→ **What to do**:
**1)** In the post about the General Motors board, rewrite everything from "March 30th, 2009" down to "just the legislative.", replacing "troubled" with "disturbed".
**2)** In the post about the General Motors board, what does the writer say Congress is passing to single out and punish people in unpopular occupations?

→ **Passage**:
------------------------------

Micro-Management

March 30th, 2009 By: Arvak | Tags:

gm_general_motors_logo_01Abruptly increasing the intrusiveness of federal oversight, President Obama has basically fired the chairman of General Motors’ board. Populist schadenfreude aside, it is worth wondering whether this is really a good precedent. Blue Crab Boulevard shares this discomfort:

I would not know Rick Wagoner is I tripped over him. But I am very troubled by a government that offers aid, then punishes those who take the offered hand. This is now happening at the executive level, not just the legislative.

So now we have not only the Congress passing bills of attainder to single out and punish people who are in unpopular occupations, but now the President of the United States is going to personally dictate the makeup of corporate boards. Does anyone seriously believe that the replacements will be determined solely by merit? Or might political connections come into it, now that the government is in the hiring and firing process?

------------------------------

→ **Stored data**:
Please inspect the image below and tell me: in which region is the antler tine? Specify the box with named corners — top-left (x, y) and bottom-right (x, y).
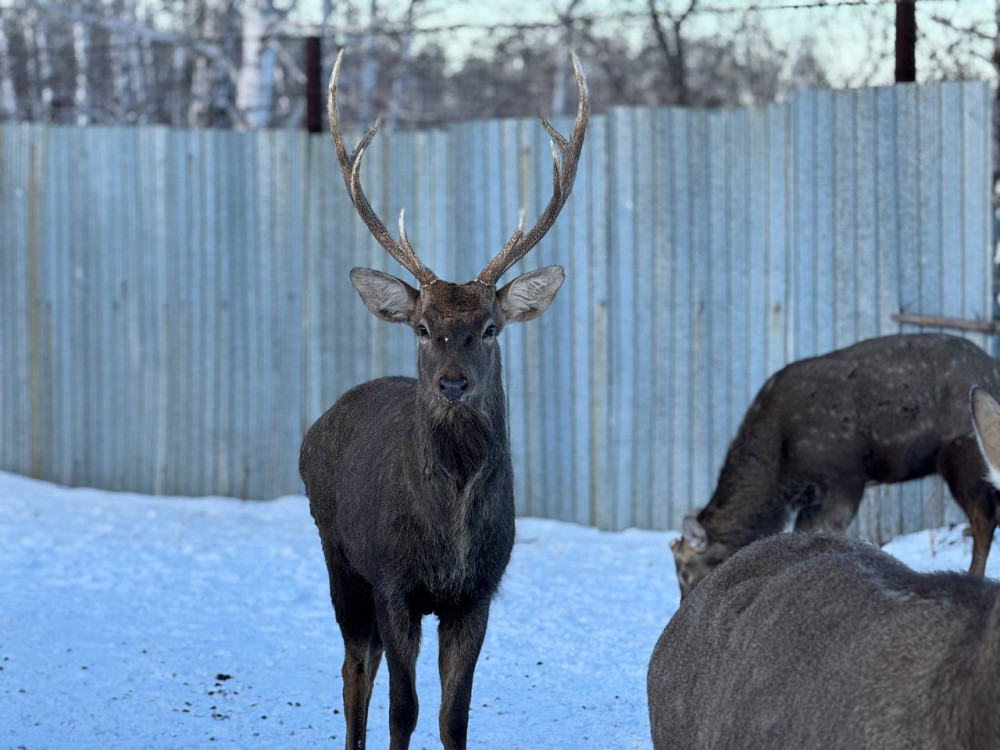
top-left (326, 50), bottom-right (437, 286)
top-left (476, 53), bottom-right (590, 284)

------------------------------

→ **Outputs for the tasks**:
**1)**
March 30th, 2009 By: Arvak | Tags:

gm_general_motors_logo_01Abruptly increasing the intrusiveness of federal oversight, President Obama has basically fired the chairman of General Motors’ board. Populist schadenfreude aside, it is worth wondering whether this is really a good precedent. Blue Crab Boulevard shares this discomfort:

I would not know Rick Wagoner is I tripped over him. But I am very disturbed by a government that offers aid, then punishes those who take the offered hand. This is now happening at the executive level, not just the legislative.

**2)** Bills of attainder.